Por otro lado, es fundamental que lean en español. Su pobreza verbal es alarmante: al perder palabras han perdido contenidos, experiencias. Lo que no se nombra no existe. Leer, en fin, no sólo es una práctica necesaria, civilizada y noble si la hay, es también un antídoto contra la tristeza. Hace muchos años, en una película, escuché un consejo muy simple del Mago Merlín al futuro rey Arturo que ahora les paso al costo: "Cuando estés triste, lo mejor que puedes hacer es aprender algo''.

A veces pienso que se olvidan del país en que viven. Lo quieren mucho pero lo conocen poco. Viajan poco por él o si viajan lo hacen como turistas gringos. Viajar es fundamental, pero hay que hacerlo con los ojos abiertos. Mi generación pudo viajar poco. Ustedes que tienen la oportunidad, háganlo como un proceso de información y lectura. Viajar ayuda a ver las cosas en su justa proporción, a apreciar, a madurar. Confirmará que México sigue siendo un lugar extraordinario para vivir, un mosaico de culturas que no luchan entre sí sino que conviven. El racismo y los odios religiosos pertenecen al catálogo de nuestros no-problemas. Vivir en México, en su posición social y económica, es un privilegio, una subvención de Dios, por eso mismo implica una profunda responsabilidad moral: contribuir a que el país sea menos pobre, menos injusto, menos desigual.

......

TAREA ASIGNADA: Continúa el fragmento del documento sobre la lectura y los viajes por México, empezando justo después de su última oración.

DATOS MOSTRADOS:
......

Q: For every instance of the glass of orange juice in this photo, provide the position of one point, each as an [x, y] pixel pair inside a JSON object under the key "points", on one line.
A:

......

RESPUESTA DEL EJERCICIO:
La primera clave para contribuir está en una palabra: exigencia. Deben ustedes exigirse como el que más, como se exigen los jóvenes en Alemania o en Japón. Si la única salida histórica de México es competir, no tienen ustedes otro camino que el de la exigencia. No importa que sus vocaciones no estén enteramente claras en este momento. Lo que cuenta es exigirse a cada paso porque así, caminando, la vida revela, crea, inventa sus opciones.

La segunda clave para contribuir está en otra palabra: participación. La vida pública de México es un asunto demasiado importante para dejarlo en manos de los políticos. Es necesario construir en años lo que a otros países occidentales les llevó siglos: un marco de convivencia política en el que los hombres puedan resolver de modo concertado y legal sus diferencias. Ese marco tiene un nombre: democracia. Es posible, no seguro, que mi generación la instaure, pero a ustedes les tocará la labor más difícil: practicarla, cuidarla, consolidarla. Participar significa también dar, no simbólica sino efectivamente.
El filósofo mexicano Antonio Caso tenía razón, a mi juicio, cuando decía que la esencia del cristianismo no es la fe ni la esperanza sino la caridad.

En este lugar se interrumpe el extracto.